**INSTRUCTIONS FOR THE TASK:** With the images removed, repeat the data below exactly.

(Items listed in a dataset)

━━━━━━━━━━━━━━━━━━━━━━━━━━━━━━

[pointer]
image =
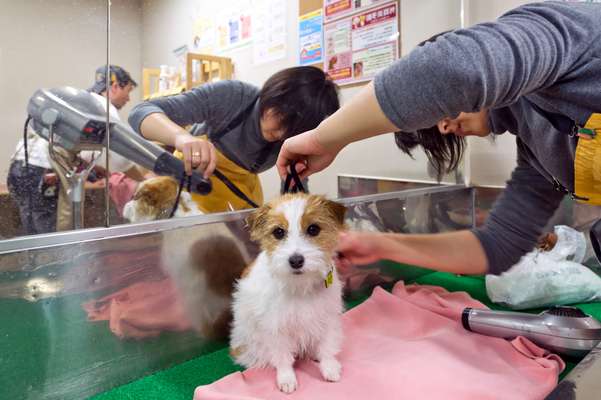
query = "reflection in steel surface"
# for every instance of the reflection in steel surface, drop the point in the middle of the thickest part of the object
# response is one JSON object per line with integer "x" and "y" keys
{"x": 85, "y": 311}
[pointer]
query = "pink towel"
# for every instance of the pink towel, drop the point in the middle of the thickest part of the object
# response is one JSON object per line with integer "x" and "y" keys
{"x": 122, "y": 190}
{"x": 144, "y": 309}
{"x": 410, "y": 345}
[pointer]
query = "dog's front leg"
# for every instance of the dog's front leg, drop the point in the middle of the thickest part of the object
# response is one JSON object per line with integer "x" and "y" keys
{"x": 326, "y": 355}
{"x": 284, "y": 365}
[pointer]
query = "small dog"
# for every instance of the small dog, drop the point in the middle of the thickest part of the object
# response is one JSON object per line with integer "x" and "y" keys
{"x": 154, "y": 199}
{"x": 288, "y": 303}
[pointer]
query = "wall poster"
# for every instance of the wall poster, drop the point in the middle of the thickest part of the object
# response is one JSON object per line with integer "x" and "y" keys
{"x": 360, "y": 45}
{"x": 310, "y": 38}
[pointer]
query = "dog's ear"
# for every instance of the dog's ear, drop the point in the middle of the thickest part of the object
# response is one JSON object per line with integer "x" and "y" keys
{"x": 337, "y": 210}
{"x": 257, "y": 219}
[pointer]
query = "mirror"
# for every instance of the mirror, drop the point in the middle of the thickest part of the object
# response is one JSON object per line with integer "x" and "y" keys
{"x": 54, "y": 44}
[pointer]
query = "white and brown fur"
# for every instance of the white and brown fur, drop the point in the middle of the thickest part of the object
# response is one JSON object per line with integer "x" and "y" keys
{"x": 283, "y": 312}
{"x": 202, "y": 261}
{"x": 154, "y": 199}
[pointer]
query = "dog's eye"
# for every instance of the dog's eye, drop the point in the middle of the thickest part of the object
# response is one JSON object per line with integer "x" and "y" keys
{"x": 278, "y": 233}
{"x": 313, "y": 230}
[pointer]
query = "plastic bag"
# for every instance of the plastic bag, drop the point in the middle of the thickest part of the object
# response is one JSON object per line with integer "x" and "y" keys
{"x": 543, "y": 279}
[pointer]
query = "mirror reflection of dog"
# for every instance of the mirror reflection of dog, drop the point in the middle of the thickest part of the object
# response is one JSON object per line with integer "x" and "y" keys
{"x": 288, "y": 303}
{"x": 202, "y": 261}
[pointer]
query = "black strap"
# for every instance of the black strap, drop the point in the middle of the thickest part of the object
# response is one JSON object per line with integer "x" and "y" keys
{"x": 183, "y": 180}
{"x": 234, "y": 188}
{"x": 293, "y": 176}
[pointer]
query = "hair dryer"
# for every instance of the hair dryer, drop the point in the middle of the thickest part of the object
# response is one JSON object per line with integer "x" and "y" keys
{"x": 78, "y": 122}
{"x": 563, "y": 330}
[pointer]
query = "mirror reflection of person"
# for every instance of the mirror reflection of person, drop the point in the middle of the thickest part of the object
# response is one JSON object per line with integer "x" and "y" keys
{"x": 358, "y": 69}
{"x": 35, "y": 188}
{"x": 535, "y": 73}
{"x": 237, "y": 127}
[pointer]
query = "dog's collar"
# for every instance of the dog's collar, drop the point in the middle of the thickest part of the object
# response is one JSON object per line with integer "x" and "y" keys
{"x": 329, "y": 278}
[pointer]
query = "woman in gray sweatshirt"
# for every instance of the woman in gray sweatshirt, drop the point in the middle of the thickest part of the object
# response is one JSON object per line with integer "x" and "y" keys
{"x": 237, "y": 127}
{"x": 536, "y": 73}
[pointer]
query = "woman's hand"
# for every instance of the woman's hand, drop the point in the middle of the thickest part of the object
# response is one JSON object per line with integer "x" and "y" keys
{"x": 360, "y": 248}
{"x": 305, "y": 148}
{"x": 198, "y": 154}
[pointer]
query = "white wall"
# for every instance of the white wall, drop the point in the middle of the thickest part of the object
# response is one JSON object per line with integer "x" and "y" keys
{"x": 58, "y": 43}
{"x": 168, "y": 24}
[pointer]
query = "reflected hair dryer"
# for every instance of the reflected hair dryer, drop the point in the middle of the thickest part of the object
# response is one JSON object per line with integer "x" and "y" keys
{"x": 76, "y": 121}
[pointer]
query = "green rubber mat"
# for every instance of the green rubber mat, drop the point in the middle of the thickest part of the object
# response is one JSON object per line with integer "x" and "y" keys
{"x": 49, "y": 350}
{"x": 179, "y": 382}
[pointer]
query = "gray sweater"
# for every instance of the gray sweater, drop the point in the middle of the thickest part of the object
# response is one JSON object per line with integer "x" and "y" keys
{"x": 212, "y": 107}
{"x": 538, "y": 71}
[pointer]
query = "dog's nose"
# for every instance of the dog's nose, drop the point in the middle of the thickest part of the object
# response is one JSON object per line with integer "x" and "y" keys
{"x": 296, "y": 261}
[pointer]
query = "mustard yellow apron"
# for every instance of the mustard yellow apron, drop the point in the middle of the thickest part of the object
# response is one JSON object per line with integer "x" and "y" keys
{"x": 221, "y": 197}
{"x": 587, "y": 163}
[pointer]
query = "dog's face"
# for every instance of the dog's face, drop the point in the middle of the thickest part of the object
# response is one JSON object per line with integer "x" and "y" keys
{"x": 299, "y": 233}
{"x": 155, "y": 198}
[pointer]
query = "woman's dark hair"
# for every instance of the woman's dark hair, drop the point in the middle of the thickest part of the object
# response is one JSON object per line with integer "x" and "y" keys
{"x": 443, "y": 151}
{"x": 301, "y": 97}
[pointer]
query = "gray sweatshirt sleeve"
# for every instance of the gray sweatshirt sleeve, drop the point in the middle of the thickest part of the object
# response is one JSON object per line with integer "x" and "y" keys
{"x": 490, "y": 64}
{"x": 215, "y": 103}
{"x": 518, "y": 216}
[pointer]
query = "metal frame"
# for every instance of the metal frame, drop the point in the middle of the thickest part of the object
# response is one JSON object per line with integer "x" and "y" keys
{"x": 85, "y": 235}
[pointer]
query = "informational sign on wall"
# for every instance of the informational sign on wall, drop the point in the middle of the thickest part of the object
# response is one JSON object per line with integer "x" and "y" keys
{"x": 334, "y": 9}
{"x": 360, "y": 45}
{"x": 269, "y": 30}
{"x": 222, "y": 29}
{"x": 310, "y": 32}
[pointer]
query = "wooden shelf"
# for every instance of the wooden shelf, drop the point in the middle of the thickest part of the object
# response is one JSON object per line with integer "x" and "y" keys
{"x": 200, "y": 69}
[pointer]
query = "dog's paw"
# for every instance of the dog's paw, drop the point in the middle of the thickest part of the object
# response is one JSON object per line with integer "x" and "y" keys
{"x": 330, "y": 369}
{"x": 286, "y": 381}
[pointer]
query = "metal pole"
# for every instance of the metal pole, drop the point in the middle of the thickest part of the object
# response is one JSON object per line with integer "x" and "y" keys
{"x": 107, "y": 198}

━━━━━━━━━━━━━━━━━━━━━━━━━━━━━━

**WRITTEN RESPONSE:**
[pointer]
image =
query = "reflection in steel surface"
# for every instance of the reflection in steel surface, drop the point in the middle of the thickest part of the object
# response is one JSON object per line with integer "x" and "y" keys
{"x": 85, "y": 311}
[pointer]
query = "pink towel"
# for every instance of the pink towel, drop the point in the middle of the thickest part of the object
# response is one JSON object per line with integer "x" and "y" keys
{"x": 122, "y": 190}
{"x": 144, "y": 309}
{"x": 410, "y": 345}
[pointer]
query = "dog's front leg"
# for every instance of the dog's front leg, drop the point in the middle of the thickest part of the object
# response is one JSON object per line with integer "x" and "y" keys
{"x": 326, "y": 355}
{"x": 284, "y": 365}
[pointer]
query = "small dog"
# for every instance of the small dog, drop the point in the middle of the thickest part of the object
# response is one JSON object per line with integer "x" and "y" keys
{"x": 154, "y": 199}
{"x": 288, "y": 303}
[pointer]
query = "wall poster"
# for every instance of the wall poster, drop the point in the middle of the thickest part of the object
# response is one JSON object per line with integer "x" and "y" keys
{"x": 360, "y": 45}
{"x": 310, "y": 38}
[pointer]
query = "dog's ear"
# for every instance of the dog's ear, drop the point in the middle of the thickest part of the object
# response is one JSON object per line with integer "x" and "y" keys
{"x": 337, "y": 210}
{"x": 257, "y": 219}
[pointer]
query = "mirror"
# for every instance of the mirror, drop the point in the middle of the thickest part of the object
# response is one JSON object per line with integer "x" and "y" keys
{"x": 54, "y": 44}
[pointer]
query = "white and brown fur"
# for every instance of the white and brown fur, drop the point in the middle of the thickest part of the object
# response is one JSON object per line with integer "x" and "y" keys
{"x": 283, "y": 312}
{"x": 202, "y": 261}
{"x": 154, "y": 199}
[pointer]
query = "dog's eye"
# for every instance of the dog's eye, drop the point in the middle of the thickest part of the object
# response is one JSON object per line with integer "x" and "y" keys
{"x": 278, "y": 233}
{"x": 313, "y": 230}
[pointer]
query = "plastic bag"
# for every instance of the plastic bag, drop the point in the middle of the thickest part of the object
# response is one JSON object per line with integer "x" and "y" keys
{"x": 543, "y": 279}
[pointer]
query = "mirror reflection of dog"
# for every instance of the mirror reflection of dog, drop the point in the middle of the thickest part of the object
# response is one JSON object per line with integer "x" and "y" keys
{"x": 288, "y": 303}
{"x": 202, "y": 261}
[pointer]
query = "black strap"
# for every instance of the black strap, drop the point in the middle of the thickest part of the object
# response is one JSON object per line with integer "x" and "y" keys
{"x": 183, "y": 180}
{"x": 234, "y": 188}
{"x": 293, "y": 176}
[pointer]
query = "hair dryer"
# for every instance of the hair dryer, drop the point in the middle of the thickest part of the object
# response is one JSON object per line with integer "x" and "y" keys
{"x": 78, "y": 122}
{"x": 563, "y": 330}
[pointer]
query = "mirror reflection of person"
# for every instance of the mirror reflection of person, drop the point in the middle of the thickest part of the object
# response is one JSON object per line with integer "x" and "y" keys
{"x": 358, "y": 69}
{"x": 35, "y": 188}
{"x": 535, "y": 73}
{"x": 237, "y": 127}
[pointer]
query = "dog's collar"
# for every instance of the dog's collar, drop the point in the middle of the thickest part of the object
# response is one JSON object per line with integer "x" and "y" keys
{"x": 329, "y": 278}
[pointer]
query = "woman in gray sweatshirt"
# for every instance of the woman in gray sweatshirt, drop the point in the middle of the thickest part of the object
# response is one JSON object per line with integer "x" and "y" keys
{"x": 237, "y": 127}
{"x": 536, "y": 73}
[pointer]
query = "woman's hand"
# for every instance of the woman's hand, drop the point in the middle of the thickest part of the object
# response is one JSON object per line with integer "x" and "y" keys
{"x": 360, "y": 248}
{"x": 305, "y": 148}
{"x": 198, "y": 154}
[pointer]
query = "white wall"
# for every instance of the white wall, drop the point in the middle of the thickest part of the object
# response is one JSON object per line with integer "x" and "y" keys
{"x": 58, "y": 43}
{"x": 168, "y": 24}
[pointer]
query = "reflected hair dryer"
# for every instance of the reflected hair dryer, drop the point in the middle of the thickest part of the object
# response is one JSON object per line with integer "x" and "y" keys
{"x": 76, "y": 121}
[pointer]
query = "green rubber mat"
# for every instance of the green rubber mat, drop the point in the middle of the thickest part of the object
# response is one JSON object per line with integer "x" and "y" keys
{"x": 49, "y": 350}
{"x": 179, "y": 382}
[pointer]
query = "gray sweater"
# for every instance of the gray sweater, drop the point in the middle of the thickest part of the object
# response is one JSON object per line with integer "x" and "y" keys
{"x": 212, "y": 107}
{"x": 538, "y": 71}
[pointer]
query = "dog's nose"
# for every instance of the dog's nose, drop the point in the middle of the thickest part of the object
# response is one JSON object per line with integer "x" and "y" keys
{"x": 296, "y": 261}
[pointer]
query = "mustard yellow apron"
# for every instance of the mustard yellow apron, drop the point in the middle of the thickest part of the object
# response is one JSON object per line with integer "x" and "y" keys
{"x": 221, "y": 197}
{"x": 587, "y": 163}
[pointer]
query = "dog's face"
# for every instance of the dog's face, drop the point in the middle of the thickest part of the object
# response is one JSON object per line with integer "x" and "y" keys
{"x": 299, "y": 233}
{"x": 155, "y": 198}
[pointer]
query = "woman's dark hair"
# for every instance of the woman's dark hair, drop the point in the middle of the thickest part of the object
# response is one JSON object per line with integer "x" and "y" keys
{"x": 443, "y": 151}
{"x": 301, "y": 97}
[pointer]
query = "gray sweatshirt sleeve"
# for every instance of the gray sweatshirt sleeve, drop the point in the middle of the thickest part of the object
# response is one JSON object per line with integer "x" and "y" keys
{"x": 490, "y": 64}
{"x": 215, "y": 103}
{"x": 518, "y": 216}
[pointer]
query = "metal frame"
# for every instance of the metal frame, drop the point in the middle of the thickest part of the object
# response is one JSON object per line with integer "x" and "y" keys
{"x": 85, "y": 235}
[pointer]
query = "informational sign on wall"
# for every instance of the informational sign on wall, drop the point in the middle of the thickest part of the object
# response is one JSON object per line with integer "x" and "y" keys
{"x": 334, "y": 9}
{"x": 360, "y": 45}
{"x": 269, "y": 30}
{"x": 222, "y": 29}
{"x": 310, "y": 32}
[pointer]
query = "wooden shelf"
# for every instance of the wooden shelf, drop the point in the middle of the thickest part of the object
# response is one JSON object per line with integer "x" and "y" keys
{"x": 200, "y": 69}
[pointer]
query = "dog's paw"
# for every instance of the dog's paw, drop the point in the middle of the thickest part of the object
# response is one JSON object per line with integer "x" and "y" keys
{"x": 330, "y": 369}
{"x": 286, "y": 381}
[pointer]
query = "metal pole"
# for every instance of the metal pole, drop the point in the middle of the thickest part of the object
# response is one JSON object per line with integer "x" and "y" keys
{"x": 107, "y": 198}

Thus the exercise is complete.